Author Zinzi Clemmons sparked today’s uproar across social media when she tweeted about Diaz cornering her and forcibly kissing her when she was a graduate student of just 26. After she tweeted this, two other female writers, Carmen Maria Machado and Monica Byrne, both came forward with similar tales of misogynistic abuse at the hands of Diaz. I wasn’t surprised. But anyone who has followed my own literary career knows that.

I publicly said Diaz was a misogynist opportunistic liar more than ten years ago, after he mistreated me, and I was severely punished for it – by Diaz, and by the publishing and Latino communities.

More than a decade ago, after I had become a NY Times and USA Today bestselling novelist and Diaz won the Pulitzer, I wrote on my own blog about the painful experience I had with him when I was in my 20s. He reacted badly to that post, calling me a bitch, denying my account, and badmouthing me to many people in NY publishing. The Latino power establishment was quick to slap me down. Who did I think I was? How dare I say anything bad about saintly Diaz, our Latino literary hero! Clearly I was just trying to drum up press for myself, right?

He blocked me and to this day never returns a single email from me – even the ones where I tried to make peace with him for the sake of the Latino writing world, which is woefully small and very chatty. He refused. And if this had been a divorce, he got all the friends – including most of NY publishing, many of my readers, and much of the Latino power establishment.

My experience with Diaz was this.

I was a young reporter at the Boston Globe when his short story collection DROWN came out. I read it and was floored. I interviewed him in Boston on his book tour. I was starstruck and excited to meet him, took him to a Dominican restaurant in the barrio, because I loved that place and thought he’d appreciate it. He wrinkled his nose at it, and said he thought the Globe could afford to take him somewhere nicer. “I’m staying at the Park Plaza,” he said, as though to say “Don’t you know who I am?”

_TASK REQUIREMENTS_
a – List the three women writers that the Diaz account says came forward with stories about him.
b – Using the Diaz account, explain why the writer took Diaz to a Dominican restaurant in the barrio.
c – Duplicate the part of the Diaz account starting at "Author Zinzi Clemmons" and ending at "and Latino communities.".

_Stored dataset items_
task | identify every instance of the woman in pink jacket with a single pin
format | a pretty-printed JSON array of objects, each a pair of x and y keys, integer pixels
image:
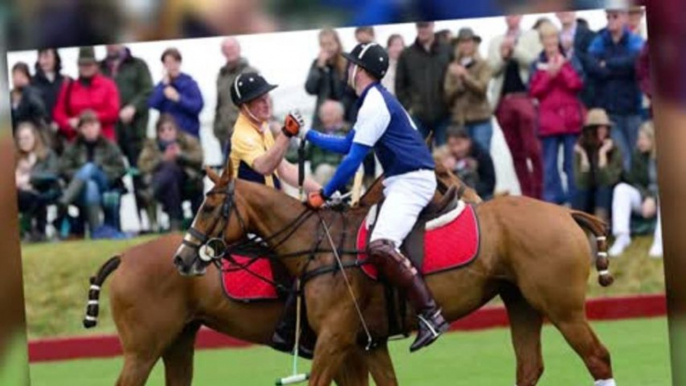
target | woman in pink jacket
[{"x": 556, "y": 83}]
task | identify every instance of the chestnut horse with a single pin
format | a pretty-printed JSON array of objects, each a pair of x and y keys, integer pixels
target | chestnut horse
[
  {"x": 157, "y": 313},
  {"x": 534, "y": 255}
]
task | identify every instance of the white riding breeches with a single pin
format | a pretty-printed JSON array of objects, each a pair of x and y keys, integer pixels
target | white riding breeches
[{"x": 406, "y": 196}]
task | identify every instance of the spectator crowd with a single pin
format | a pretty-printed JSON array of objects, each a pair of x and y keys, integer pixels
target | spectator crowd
[{"x": 573, "y": 105}]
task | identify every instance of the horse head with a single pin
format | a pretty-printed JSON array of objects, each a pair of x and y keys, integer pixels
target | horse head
[{"x": 215, "y": 224}]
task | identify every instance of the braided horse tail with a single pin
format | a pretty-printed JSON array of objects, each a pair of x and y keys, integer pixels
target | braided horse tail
[
  {"x": 96, "y": 282},
  {"x": 599, "y": 229}
]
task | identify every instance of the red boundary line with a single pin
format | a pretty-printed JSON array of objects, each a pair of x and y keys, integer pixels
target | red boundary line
[{"x": 104, "y": 346}]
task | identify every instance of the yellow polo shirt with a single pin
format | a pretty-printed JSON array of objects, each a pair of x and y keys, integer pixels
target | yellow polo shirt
[{"x": 248, "y": 142}]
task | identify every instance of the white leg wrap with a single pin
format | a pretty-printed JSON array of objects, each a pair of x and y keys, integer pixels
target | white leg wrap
[{"x": 605, "y": 382}]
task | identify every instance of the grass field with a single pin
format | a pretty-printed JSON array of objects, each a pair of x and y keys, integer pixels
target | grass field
[
  {"x": 56, "y": 282},
  {"x": 639, "y": 348}
]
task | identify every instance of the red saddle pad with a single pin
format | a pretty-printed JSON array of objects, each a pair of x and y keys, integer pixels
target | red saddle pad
[
  {"x": 242, "y": 285},
  {"x": 447, "y": 247}
]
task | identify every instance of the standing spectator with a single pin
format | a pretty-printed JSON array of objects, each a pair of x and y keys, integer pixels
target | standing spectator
[
  {"x": 37, "y": 178},
  {"x": 466, "y": 88},
  {"x": 48, "y": 80},
  {"x": 172, "y": 163},
  {"x": 178, "y": 94},
  {"x": 638, "y": 195},
  {"x": 394, "y": 47},
  {"x": 635, "y": 21},
  {"x": 91, "y": 91},
  {"x": 365, "y": 35},
  {"x": 326, "y": 79},
  {"x": 445, "y": 36},
  {"x": 26, "y": 103},
  {"x": 134, "y": 84},
  {"x": 323, "y": 163},
  {"x": 419, "y": 82},
  {"x": 615, "y": 51},
  {"x": 555, "y": 84},
  {"x": 510, "y": 57},
  {"x": 597, "y": 166},
  {"x": 471, "y": 162},
  {"x": 226, "y": 113},
  {"x": 576, "y": 37},
  {"x": 91, "y": 165}
]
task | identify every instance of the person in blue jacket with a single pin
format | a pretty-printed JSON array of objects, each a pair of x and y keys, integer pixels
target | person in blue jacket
[
  {"x": 409, "y": 184},
  {"x": 178, "y": 94}
]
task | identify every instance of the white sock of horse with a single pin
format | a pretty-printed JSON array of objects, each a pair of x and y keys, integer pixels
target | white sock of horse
[{"x": 605, "y": 382}]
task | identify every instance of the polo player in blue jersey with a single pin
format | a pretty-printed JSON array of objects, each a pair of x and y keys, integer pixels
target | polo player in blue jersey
[{"x": 409, "y": 184}]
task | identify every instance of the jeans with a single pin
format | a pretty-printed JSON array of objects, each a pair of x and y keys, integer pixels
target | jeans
[
  {"x": 96, "y": 184},
  {"x": 167, "y": 183},
  {"x": 552, "y": 182},
  {"x": 481, "y": 132},
  {"x": 625, "y": 135},
  {"x": 439, "y": 130},
  {"x": 587, "y": 200},
  {"x": 517, "y": 118}
]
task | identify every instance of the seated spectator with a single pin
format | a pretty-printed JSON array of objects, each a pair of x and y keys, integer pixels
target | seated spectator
[
  {"x": 37, "y": 178},
  {"x": 556, "y": 83},
  {"x": 91, "y": 91},
  {"x": 466, "y": 88},
  {"x": 324, "y": 163},
  {"x": 597, "y": 166},
  {"x": 91, "y": 165},
  {"x": 172, "y": 165},
  {"x": 178, "y": 94},
  {"x": 471, "y": 162},
  {"x": 327, "y": 77},
  {"x": 638, "y": 195},
  {"x": 26, "y": 103}
]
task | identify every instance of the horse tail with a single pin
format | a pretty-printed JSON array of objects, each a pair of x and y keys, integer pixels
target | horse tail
[
  {"x": 599, "y": 229},
  {"x": 93, "y": 306}
]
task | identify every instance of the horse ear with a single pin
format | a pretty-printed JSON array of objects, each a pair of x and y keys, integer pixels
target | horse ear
[{"x": 212, "y": 175}]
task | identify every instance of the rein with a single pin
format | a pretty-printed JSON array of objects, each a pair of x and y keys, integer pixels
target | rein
[{"x": 265, "y": 248}]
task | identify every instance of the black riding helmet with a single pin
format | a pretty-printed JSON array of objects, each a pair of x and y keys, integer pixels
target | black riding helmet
[
  {"x": 249, "y": 86},
  {"x": 372, "y": 57}
]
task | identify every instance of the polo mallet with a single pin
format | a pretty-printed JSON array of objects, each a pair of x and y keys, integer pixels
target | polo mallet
[
  {"x": 301, "y": 169},
  {"x": 295, "y": 377},
  {"x": 357, "y": 187}
]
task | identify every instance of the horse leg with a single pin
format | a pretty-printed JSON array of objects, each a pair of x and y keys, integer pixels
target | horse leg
[
  {"x": 354, "y": 370},
  {"x": 583, "y": 340},
  {"x": 381, "y": 366},
  {"x": 178, "y": 358},
  {"x": 334, "y": 344},
  {"x": 136, "y": 369},
  {"x": 525, "y": 324}
]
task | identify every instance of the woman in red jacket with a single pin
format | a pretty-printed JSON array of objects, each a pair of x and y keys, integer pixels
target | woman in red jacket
[
  {"x": 91, "y": 91},
  {"x": 556, "y": 84}
]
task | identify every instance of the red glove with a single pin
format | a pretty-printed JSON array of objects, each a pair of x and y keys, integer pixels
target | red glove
[
  {"x": 316, "y": 200},
  {"x": 294, "y": 121}
]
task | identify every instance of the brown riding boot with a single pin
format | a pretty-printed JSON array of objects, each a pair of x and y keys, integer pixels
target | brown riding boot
[{"x": 399, "y": 271}]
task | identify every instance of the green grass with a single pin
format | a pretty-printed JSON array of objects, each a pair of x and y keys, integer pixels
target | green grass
[
  {"x": 56, "y": 282},
  {"x": 639, "y": 350}
]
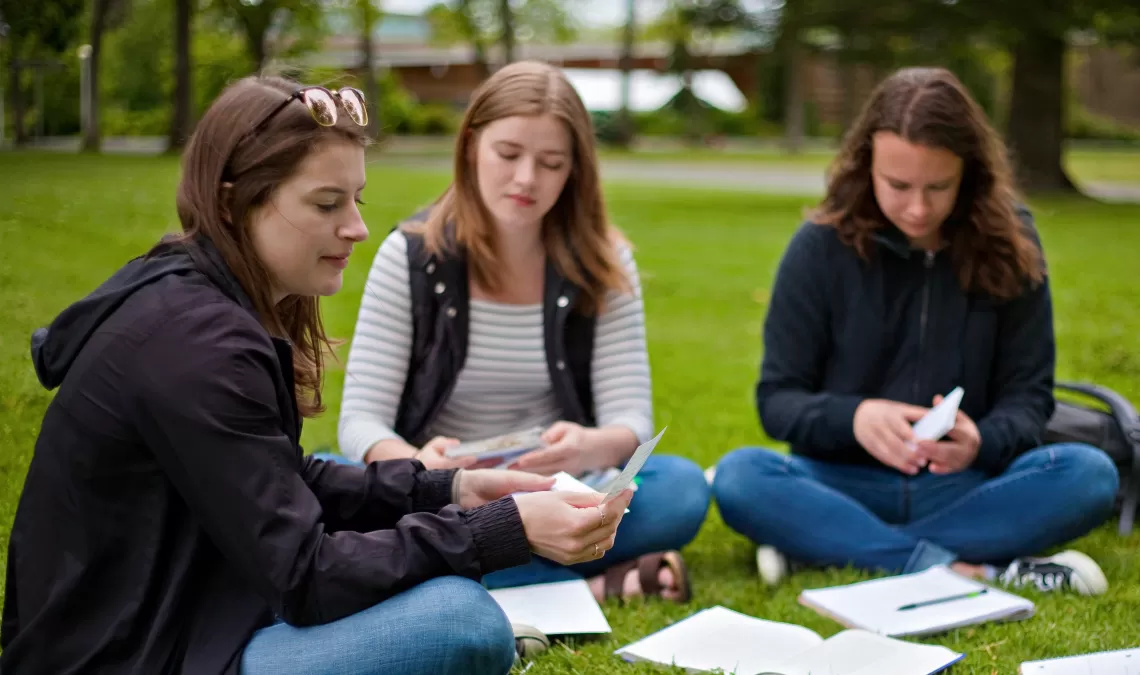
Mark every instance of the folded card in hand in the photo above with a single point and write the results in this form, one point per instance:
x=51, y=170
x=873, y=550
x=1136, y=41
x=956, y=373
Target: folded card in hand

_PER-TASK ANSWERS_
a – Zinzi Clemmons, Carmen Maria Machado, Monica Byrne

b – She loved that place and thought he would appreciate it.

c –
Author Zinzi Clemmons sparked today’s uproar across social media when she tweeted about Diaz cornering her and forcibly kissing her when she was a graduate student of just 26. After she tweeted this, two other female writers, Carmen Maria Machado and Monica Byrne, both came forward with similar tales of misogynistic abuse at the hands of Diaz. I wasn’t surprised. But anyone who has followed my own literary career knows that.

I publicly said Diaz was a misogynist opportunistic liar more than ten years ago, after he mistreated me, and I was severely punished for it – by Diaz, and by the publishing and Latino communities.